Provided material section start

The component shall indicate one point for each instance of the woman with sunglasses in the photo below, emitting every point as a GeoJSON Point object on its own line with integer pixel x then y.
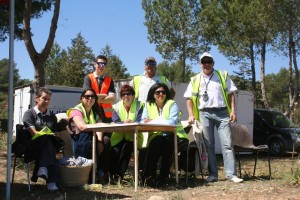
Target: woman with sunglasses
{"type": "Point", "coordinates": [39, 126]}
{"type": "Point", "coordinates": [127, 110]}
{"type": "Point", "coordinates": [88, 112]}
{"type": "Point", "coordinates": [160, 144]}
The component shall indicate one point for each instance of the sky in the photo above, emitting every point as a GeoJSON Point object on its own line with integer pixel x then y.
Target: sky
{"type": "Point", "coordinates": [117, 23]}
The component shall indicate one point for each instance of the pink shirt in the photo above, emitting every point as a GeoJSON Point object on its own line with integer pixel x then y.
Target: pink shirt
{"type": "Point", "coordinates": [76, 113]}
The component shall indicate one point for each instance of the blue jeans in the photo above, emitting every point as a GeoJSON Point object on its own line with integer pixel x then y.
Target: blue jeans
{"type": "Point", "coordinates": [220, 120]}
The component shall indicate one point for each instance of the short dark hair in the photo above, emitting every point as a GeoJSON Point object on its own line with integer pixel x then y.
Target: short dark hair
{"type": "Point", "coordinates": [150, 97]}
{"type": "Point", "coordinates": [101, 57]}
{"type": "Point", "coordinates": [42, 90]}
{"type": "Point", "coordinates": [127, 88]}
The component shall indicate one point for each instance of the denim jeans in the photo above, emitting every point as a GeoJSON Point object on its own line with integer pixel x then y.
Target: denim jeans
{"type": "Point", "coordinates": [220, 120]}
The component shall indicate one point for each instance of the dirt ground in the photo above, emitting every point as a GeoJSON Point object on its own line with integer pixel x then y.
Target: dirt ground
{"type": "Point", "coordinates": [282, 185]}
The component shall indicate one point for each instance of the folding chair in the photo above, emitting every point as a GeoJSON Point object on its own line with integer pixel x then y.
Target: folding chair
{"type": "Point", "coordinates": [18, 149]}
{"type": "Point", "coordinates": [196, 142]}
{"type": "Point", "coordinates": [243, 143]}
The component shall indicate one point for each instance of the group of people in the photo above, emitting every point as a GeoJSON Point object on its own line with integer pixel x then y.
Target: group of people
{"type": "Point", "coordinates": [209, 99]}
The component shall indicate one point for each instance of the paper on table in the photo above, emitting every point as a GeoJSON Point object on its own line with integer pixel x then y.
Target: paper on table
{"type": "Point", "coordinates": [159, 120]}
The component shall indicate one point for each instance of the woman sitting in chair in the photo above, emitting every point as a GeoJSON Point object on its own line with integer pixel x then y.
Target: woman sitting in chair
{"type": "Point", "coordinates": [160, 144]}
{"type": "Point", "coordinates": [127, 110]}
{"type": "Point", "coordinates": [39, 125]}
{"type": "Point", "coordinates": [87, 112]}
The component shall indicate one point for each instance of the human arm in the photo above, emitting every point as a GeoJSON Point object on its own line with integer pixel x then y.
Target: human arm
{"type": "Point", "coordinates": [145, 117]}
{"type": "Point", "coordinates": [189, 103]}
{"type": "Point", "coordinates": [29, 122]}
{"type": "Point", "coordinates": [174, 114]}
{"type": "Point", "coordinates": [231, 99]}
{"type": "Point", "coordinates": [139, 115]}
{"type": "Point", "coordinates": [116, 118]}
{"type": "Point", "coordinates": [87, 82]}
{"type": "Point", "coordinates": [110, 97]}
{"type": "Point", "coordinates": [189, 106]}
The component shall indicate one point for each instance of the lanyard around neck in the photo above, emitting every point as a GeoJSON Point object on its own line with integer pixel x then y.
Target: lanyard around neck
{"type": "Point", "coordinates": [206, 84]}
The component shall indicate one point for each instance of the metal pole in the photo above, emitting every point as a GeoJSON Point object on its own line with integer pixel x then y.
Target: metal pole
{"type": "Point", "coordinates": [10, 96]}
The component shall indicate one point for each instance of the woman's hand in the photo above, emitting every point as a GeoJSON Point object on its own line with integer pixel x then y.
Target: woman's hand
{"type": "Point", "coordinates": [128, 121]}
{"type": "Point", "coordinates": [191, 119]}
{"type": "Point", "coordinates": [146, 120]}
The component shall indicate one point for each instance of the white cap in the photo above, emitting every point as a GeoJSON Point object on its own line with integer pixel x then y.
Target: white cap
{"type": "Point", "coordinates": [206, 54]}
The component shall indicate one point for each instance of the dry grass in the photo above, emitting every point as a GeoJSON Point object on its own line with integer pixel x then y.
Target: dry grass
{"type": "Point", "coordinates": [284, 184]}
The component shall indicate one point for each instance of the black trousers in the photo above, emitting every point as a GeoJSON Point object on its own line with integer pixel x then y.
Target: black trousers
{"type": "Point", "coordinates": [120, 157]}
{"type": "Point", "coordinates": [160, 146]}
{"type": "Point", "coordinates": [83, 147]}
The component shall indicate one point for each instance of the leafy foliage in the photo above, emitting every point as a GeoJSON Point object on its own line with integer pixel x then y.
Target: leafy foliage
{"type": "Point", "coordinates": [173, 71]}
{"type": "Point", "coordinates": [173, 27]}
{"type": "Point", "coordinates": [77, 63]}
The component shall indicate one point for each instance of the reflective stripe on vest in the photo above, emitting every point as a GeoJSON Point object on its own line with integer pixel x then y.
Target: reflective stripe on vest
{"type": "Point", "coordinates": [153, 114]}
{"type": "Point", "coordinates": [137, 83]}
{"type": "Point", "coordinates": [91, 120]}
{"type": "Point", "coordinates": [107, 107]}
{"type": "Point", "coordinates": [121, 111]}
{"type": "Point", "coordinates": [195, 81]}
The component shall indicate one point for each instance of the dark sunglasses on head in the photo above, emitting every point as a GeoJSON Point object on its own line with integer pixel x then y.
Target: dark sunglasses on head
{"type": "Point", "coordinates": [102, 64]}
{"type": "Point", "coordinates": [158, 92]}
{"type": "Point", "coordinates": [151, 64]}
{"type": "Point", "coordinates": [126, 94]}
{"type": "Point", "coordinates": [207, 61]}
{"type": "Point", "coordinates": [89, 96]}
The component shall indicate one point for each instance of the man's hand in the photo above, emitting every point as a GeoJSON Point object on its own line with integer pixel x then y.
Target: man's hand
{"type": "Point", "coordinates": [191, 119]}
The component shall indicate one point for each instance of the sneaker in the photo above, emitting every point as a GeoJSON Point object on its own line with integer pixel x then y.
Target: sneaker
{"type": "Point", "coordinates": [235, 179]}
{"type": "Point", "coordinates": [43, 173]}
{"type": "Point", "coordinates": [52, 187]}
{"type": "Point", "coordinates": [211, 179]}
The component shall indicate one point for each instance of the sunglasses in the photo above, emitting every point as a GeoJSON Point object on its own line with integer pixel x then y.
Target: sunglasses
{"type": "Point", "coordinates": [207, 61]}
{"type": "Point", "coordinates": [158, 92]}
{"type": "Point", "coordinates": [101, 64]}
{"type": "Point", "coordinates": [126, 94]}
{"type": "Point", "coordinates": [151, 64]}
{"type": "Point", "coordinates": [89, 96]}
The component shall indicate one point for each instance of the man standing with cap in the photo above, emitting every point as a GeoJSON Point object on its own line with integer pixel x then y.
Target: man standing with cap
{"type": "Point", "coordinates": [104, 87]}
{"type": "Point", "coordinates": [143, 83]}
{"type": "Point", "coordinates": [210, 99]}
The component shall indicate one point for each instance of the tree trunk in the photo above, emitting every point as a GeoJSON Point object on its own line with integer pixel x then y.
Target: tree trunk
{"type": "Point", "coordinates": [262, 74]}
{"type": "Point", "coordinates": [253, 82]}
{"type": "Point", "coordinates": [39, 59]}
{"type": "Point", "coordinates": [293, 83]}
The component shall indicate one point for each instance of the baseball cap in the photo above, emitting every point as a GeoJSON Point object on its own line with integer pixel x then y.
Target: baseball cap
{"type": "Point", "coordinates": [150, 59]}
{"type": "Point", "coordinates": [206, 54]}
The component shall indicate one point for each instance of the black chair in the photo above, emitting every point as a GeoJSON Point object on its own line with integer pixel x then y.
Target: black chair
{"type": "Point", "coordinates": [18, 149]}
{"type": "Point", "coordinates": [243, 143]}
{"type": "Point", "coordinates": [196, 144]}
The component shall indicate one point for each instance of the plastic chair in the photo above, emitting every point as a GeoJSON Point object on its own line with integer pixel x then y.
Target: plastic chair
{"type": "Point", "coordinates": [243, 143]}
{"type": "Point", "coordinates": [18, 149]}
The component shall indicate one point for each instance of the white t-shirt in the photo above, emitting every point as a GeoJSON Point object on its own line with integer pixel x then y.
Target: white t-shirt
{"type": "Point", "coordinates": [146, 84]}
{"type": "Point", "coordinates": [214, 91]}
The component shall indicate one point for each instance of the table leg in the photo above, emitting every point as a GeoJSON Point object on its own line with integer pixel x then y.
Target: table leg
{"type": "Point", "coordinates": [94, 157]}
{"type": "Point", "coordinates": [136, 168]}
{"type": "Point", "coordinates": [176, 156]}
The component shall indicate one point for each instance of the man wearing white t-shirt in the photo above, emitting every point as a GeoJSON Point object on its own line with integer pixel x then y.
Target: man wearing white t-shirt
{"type": "Point", "coordinates": [210, 99]}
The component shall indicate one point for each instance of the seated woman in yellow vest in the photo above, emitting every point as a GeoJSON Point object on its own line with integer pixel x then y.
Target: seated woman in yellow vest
{"type": "Point", "coordinates": [127, 110]}
{"type": "Point", "coordinates": [87, 112]}
{"type": "Point", "coordinates": [160, 144]}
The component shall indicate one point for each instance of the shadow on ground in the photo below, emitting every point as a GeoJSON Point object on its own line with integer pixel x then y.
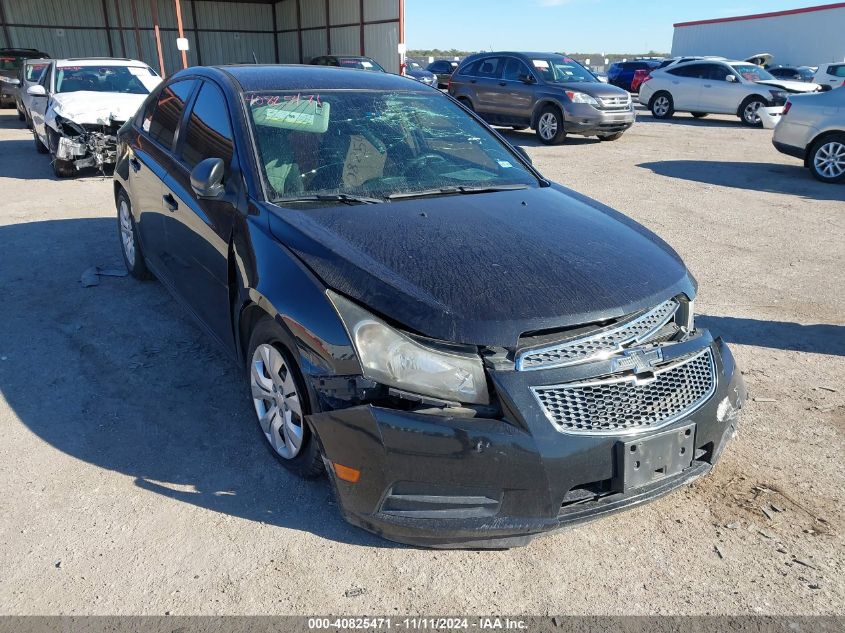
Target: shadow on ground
{"type": "Point", "coordinates": [791, 180]}
{"type": "Point", "coordinates": [117, 376]}
{"type": "Point", "coordinates": [818, 338]}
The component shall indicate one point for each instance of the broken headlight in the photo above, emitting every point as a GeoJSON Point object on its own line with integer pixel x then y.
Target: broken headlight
{"type": "Point", "coordinates": [396, 359]}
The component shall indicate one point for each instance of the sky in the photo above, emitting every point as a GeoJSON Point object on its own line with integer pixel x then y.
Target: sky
{"type": "Point", "coordinates": [572, 26]}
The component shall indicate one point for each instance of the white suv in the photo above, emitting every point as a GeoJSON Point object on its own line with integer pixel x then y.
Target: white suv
{"type": "Point", "coordinates": [832, 75]}
{"type": "Point", "coordinates": [713, 86]}
{"type": "Point", "coordinates": [812, 128]}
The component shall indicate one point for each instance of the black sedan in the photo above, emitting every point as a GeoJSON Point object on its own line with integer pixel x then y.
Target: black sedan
{"type": "Point", "coordinates": [474, 355]}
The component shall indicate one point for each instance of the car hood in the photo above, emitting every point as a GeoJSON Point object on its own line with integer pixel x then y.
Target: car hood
{"type": "Point", "coordinates": [485, 268]}
{"type": "Point", "coordinates": [593, 88]}
{"type": "Point", "coordinates": [89, 108]}
{"type": "Point", "coordinates": [790, 86]}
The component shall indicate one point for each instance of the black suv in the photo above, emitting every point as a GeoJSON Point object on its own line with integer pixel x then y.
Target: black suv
{"type": "Point", "coordinates": [548, 92]}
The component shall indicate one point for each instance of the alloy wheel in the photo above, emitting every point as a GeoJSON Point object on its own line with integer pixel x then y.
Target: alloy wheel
{"type": "Point", "coordinates": [276, 401]}
{"type": "Point", "coordinates": [830, 159]}
{"type": "Point", "coordinates": [752, 116]}
{"type": "Point", "coordinates": [548, 126]}
{"type": "Point", "coordinates": [127, 236]}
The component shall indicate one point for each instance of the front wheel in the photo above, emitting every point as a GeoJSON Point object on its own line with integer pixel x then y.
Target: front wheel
{"type": "Point", "coordinates": [749, 111]}
{"type": "Point", "coordinates": [550, 126]}
{"type": "Point", "coordinates": [827, 159]}
{"type": "Point", "coordinates": [662, 106]}
{"type": "Point", "coordinates": [280, 400]}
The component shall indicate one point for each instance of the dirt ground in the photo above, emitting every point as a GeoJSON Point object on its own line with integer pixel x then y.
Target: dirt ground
{"type": "Point", "coordinates": [133, 480]}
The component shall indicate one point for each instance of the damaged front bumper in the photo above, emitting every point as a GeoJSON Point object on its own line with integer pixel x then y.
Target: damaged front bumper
{"type": "Point", "coordinates": [435, 480]}
{"type": "Point", "coordinates": [86, 145]}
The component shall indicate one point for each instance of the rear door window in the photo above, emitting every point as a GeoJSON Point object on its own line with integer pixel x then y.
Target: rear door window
{"type": "Point", "coordinates": [209, 131]}
{"type": "Point", "coordinates": [168, 111]}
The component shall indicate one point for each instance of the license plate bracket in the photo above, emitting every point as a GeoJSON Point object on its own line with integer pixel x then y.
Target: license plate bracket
{"type": "Point", "coordinates": [648, 459]}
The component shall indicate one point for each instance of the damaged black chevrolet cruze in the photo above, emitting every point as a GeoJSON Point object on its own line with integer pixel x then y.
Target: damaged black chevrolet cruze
{"type": "Point", "coordinates": [473, 354]}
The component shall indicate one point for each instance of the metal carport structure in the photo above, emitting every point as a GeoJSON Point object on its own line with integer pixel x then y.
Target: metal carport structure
{"type": "Point", "coordinates": [218, 31]}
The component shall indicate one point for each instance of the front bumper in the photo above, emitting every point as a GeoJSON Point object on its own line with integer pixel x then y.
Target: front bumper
{"type": "Point", "coordinates": [580, 118]}
{"type": "Point", "coordinates": [439, 481]}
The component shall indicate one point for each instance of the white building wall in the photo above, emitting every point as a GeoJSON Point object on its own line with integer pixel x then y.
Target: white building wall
{"type": "Point", "coordinates": [808, 38]}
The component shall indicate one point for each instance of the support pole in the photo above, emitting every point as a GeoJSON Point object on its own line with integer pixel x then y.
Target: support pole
{"type": "Point", "coordinates": [181, 31]}
{"type": "Point", "coordinates": [154, 10]}
{"type": "Point", "coordinates": [137, 30]}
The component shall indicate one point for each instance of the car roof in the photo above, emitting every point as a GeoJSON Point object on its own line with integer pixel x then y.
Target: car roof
{"type": "Point", "coordinates": [101, 61]}
{"type": "Point", "coordinates": [303, 78]}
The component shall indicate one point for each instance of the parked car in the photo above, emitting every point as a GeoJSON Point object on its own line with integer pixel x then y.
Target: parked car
{"type": "Point", "coordinates": [443, 69]}
{"type": "Point", "coordinates": [621, 74]}
{"type": "Point", "coordinates": [717, 87]}
{"type": "Point", "coordinates": [29, 75]}
{"type": "Point", "coordinates": [550, 93]}
{"type": "Point", "coordinates": [793, 73]}
{"type": "Point", "coordinates": [415, 71]}
{"type": "Point", "coordinates": [831, 75]}
{"type": "Point", "coordinates": [812, 128]}
{"type": "Point", "coordinates": [11, 60]}
{"type": "Point", "coordinates": [357, 62]}
{"type": "Point", "coordinates": [79, 104]}
{"type": "Point", "coordinates": [363, 257]}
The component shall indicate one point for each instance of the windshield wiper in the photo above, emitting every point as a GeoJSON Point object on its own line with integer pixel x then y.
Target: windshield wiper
{"type": "Point", "coordinates": [346, 198]}
{"type": "Point", "coordinates": [446, 191]}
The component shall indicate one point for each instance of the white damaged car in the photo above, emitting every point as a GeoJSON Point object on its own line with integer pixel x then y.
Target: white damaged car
{"type": "Point", "coordinates": [79, 104]}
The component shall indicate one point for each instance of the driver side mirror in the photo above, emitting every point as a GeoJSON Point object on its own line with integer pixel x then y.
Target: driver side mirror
{"type": "Point", "coordinates": [207, 178]}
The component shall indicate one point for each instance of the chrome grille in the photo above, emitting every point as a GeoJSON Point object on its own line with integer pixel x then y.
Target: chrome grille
{"type": "Point", "coordinates": [598, 345]}
{"type": "Point", "coordinates": [615, 103]}
{"type": "Point", "coordinates": [624, 405]}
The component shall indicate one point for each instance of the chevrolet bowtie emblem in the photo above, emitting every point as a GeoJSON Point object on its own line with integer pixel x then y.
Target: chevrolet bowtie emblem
{"type": "Point", "coordinates": [640, 361]}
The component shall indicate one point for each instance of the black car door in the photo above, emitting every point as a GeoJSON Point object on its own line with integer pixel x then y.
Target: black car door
{"type": "Point", "coordinates": [199, 229]}
{"type": "Point", "coordinates": [149, 160]}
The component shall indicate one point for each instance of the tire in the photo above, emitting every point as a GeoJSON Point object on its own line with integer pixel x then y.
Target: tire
{"type": "Point", "coordinates": [39, 146]}
{"type": "Point", "coordinates": [63, 168]}
{"type": "Point", "coordinates": [662, 105]}
{"type": "Point", "coordinates": [280, 399]}
{"type": "Point", "coordinates": [748, 111]}
{"type": "Point", "coordinates": [127, 231]}
{"type": "Point", "coordinates": [611, 137]}
{"type": "Point", "coordinates": [827, 159]}
{"type": "Point", "coordinates": [550, 126]}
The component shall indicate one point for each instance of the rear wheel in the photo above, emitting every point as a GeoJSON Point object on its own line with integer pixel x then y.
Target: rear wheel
{"type": "Point", "coordinates": [281, 400]}
{"type": "Point", "coordinates": [749, 111]}
{"type": "Point", "coordinates": [662, 106]}
{"type": "Point", "coordinates": [550, 126]}
{"type": "Point", "coordinates": [827, 158]}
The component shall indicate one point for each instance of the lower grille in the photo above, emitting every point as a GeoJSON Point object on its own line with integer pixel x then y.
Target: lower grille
{"type": "Point", "coordinates": [624, 405]}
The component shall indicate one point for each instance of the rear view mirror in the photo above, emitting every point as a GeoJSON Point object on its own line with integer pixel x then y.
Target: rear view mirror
{"type": "Point", "coordinates": [207, 178]}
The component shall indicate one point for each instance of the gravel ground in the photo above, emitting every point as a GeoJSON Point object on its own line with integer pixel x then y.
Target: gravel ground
{"type": "Point", "coordinates": [133, 479]}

Provided material section end

=== Work required ===
The lines above that hold the string "below" are to be located and copied.

=== Answer for the task ===
The component shall indicate one point for each instance of the woman with sunglasses in the photo below, emitting every point as a GeoJSON Point object on its own line with integer pixel x then y.
The component shall indicate one point for each instance of the shadow on ground in the photo below, emitting every point as a GeoJSON Point object on its own line with integer pixel x then y.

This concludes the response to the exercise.